----- DOCUMENT SEGMENT
At this year’s MADE Show, I set out to find a bicycle or bicycle product to be awarded with my very own version of the Best of Show. A few weeks ago, we shared some news about Wilde Bicycle Company’s new 1″ threaded headset. Well, the bike they used to model the headset was their new custom Sugar Foot frameset built up into a 650b “classical” gravel racer.

Wilde Sugar Foot MADE Best of Show fillet brazing

I walked the show for three days and really struggled to make this tough choice. But, once I saw the Sugar Foot up close and personal, it was an easy choice for me to pick it as this year’s MADE Best of Show award. It was the straight top tube, skinny tubeset, the Pacenti fork crown, and the Richard Sachs-designed lug set that pushed the Sugar Foot ahead of many others that were in contention.

These days, in a sea of semi-generic full-suspension bikes, overly formed and shaped tubes, it was refreshing to see so many amazing steel, and titanium bikes with traditional and classic lines at this show.
----------
----- DATA SECTION
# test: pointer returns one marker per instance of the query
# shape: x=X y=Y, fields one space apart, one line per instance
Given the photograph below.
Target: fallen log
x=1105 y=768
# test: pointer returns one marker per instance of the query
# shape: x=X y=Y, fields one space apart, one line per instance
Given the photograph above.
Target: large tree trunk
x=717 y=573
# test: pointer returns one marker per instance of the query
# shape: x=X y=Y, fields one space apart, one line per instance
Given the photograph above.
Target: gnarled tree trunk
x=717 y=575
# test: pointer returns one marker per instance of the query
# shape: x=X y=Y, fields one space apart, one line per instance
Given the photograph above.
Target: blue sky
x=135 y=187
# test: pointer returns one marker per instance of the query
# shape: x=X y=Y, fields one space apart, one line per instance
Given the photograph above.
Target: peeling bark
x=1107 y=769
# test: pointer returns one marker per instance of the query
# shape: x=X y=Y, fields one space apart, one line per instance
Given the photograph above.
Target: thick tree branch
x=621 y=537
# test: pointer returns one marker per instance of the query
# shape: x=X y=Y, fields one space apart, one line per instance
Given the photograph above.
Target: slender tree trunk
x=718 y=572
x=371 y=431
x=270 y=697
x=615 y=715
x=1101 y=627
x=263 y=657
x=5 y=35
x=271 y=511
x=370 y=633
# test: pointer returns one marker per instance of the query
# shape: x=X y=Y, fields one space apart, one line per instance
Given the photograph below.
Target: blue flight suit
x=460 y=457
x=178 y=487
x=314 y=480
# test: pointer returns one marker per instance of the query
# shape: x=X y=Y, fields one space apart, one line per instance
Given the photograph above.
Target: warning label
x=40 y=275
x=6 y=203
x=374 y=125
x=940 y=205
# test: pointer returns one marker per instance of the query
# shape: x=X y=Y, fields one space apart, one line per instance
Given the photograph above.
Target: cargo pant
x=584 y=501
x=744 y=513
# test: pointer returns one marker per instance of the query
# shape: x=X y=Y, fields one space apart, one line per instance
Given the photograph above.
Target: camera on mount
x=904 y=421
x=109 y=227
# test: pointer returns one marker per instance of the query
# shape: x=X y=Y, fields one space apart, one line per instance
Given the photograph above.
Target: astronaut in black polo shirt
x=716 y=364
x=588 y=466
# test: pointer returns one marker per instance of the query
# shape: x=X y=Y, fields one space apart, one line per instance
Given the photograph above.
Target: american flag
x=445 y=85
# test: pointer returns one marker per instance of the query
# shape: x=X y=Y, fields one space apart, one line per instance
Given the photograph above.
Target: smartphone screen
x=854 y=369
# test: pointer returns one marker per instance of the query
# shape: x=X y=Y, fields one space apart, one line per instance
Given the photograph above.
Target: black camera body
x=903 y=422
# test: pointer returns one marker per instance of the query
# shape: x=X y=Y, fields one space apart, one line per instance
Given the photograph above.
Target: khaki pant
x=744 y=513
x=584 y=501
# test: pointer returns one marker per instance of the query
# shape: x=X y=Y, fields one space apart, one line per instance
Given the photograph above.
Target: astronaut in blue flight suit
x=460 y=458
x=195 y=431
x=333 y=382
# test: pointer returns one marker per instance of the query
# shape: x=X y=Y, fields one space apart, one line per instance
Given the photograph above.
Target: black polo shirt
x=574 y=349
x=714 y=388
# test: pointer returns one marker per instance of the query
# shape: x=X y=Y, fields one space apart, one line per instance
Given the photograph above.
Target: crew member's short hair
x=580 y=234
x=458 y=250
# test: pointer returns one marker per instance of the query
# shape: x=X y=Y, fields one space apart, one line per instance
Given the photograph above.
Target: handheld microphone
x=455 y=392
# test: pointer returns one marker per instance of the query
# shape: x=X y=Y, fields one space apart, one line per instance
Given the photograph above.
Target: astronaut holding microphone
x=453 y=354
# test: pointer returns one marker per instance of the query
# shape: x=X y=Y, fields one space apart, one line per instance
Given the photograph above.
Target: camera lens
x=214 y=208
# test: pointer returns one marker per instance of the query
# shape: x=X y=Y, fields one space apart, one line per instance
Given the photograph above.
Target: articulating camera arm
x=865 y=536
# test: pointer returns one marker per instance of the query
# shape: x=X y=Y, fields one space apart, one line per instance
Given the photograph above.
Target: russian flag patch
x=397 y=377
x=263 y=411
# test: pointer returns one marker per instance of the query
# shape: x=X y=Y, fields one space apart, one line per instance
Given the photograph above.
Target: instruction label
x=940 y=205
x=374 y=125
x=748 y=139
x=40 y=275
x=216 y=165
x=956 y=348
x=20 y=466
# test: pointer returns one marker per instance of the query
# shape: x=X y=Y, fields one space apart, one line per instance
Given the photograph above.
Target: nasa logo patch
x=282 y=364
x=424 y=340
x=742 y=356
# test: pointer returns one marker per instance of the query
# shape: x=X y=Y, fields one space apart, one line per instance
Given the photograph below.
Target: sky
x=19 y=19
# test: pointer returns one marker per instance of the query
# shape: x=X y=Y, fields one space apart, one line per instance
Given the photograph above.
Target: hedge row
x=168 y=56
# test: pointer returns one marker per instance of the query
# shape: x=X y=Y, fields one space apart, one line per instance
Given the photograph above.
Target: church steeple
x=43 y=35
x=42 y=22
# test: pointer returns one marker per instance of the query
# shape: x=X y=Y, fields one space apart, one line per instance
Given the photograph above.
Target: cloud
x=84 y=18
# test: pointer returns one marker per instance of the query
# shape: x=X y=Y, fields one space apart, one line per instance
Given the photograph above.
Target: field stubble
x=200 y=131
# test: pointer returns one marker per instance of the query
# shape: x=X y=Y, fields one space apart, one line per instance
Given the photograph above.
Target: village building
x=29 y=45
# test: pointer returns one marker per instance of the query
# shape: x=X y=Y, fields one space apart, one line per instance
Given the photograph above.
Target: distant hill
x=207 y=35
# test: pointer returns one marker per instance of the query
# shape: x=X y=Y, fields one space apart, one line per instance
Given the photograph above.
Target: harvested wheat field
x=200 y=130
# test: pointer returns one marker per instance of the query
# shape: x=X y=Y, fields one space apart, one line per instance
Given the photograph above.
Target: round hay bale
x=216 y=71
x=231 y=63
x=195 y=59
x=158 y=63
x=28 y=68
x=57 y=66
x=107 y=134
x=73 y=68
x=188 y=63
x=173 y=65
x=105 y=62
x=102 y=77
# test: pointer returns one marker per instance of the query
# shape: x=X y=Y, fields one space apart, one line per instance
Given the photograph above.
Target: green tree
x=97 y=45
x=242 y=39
----------
WHAT THIS TASK INVOLVES — Transcribe the stretch of the MADE Show passage above from "At this year’s" through "were in contention.".

EXERCISE RESPONSE —
At this year’s MADE Show, I set out to find a bicycle or bicycle product to be awarded with my very own version of the Best of Show. A few weeks ago, we shared some news about Wilde Bicycle Company’s new 1″ threaded headset. Well, the bike they used to model the headset was their new custom Sugar Foot frameset built up into a 650b “classical” gravel racer.

Wilde Sugar Foot MADE Best of Show fillet brazing

I walked the show for three days and really struggled to make this tough choice. But, once I saw the Sugar Foot up close and personal, it was an easy choice for me to pick it as this year’s MADE Best of Show award. It was the straight top tube, skinny tubeset, the Pacenti fork crown, and the Richard Sachs-designed lug set that pushed the Sugar Foot ahead of many others that were in contention.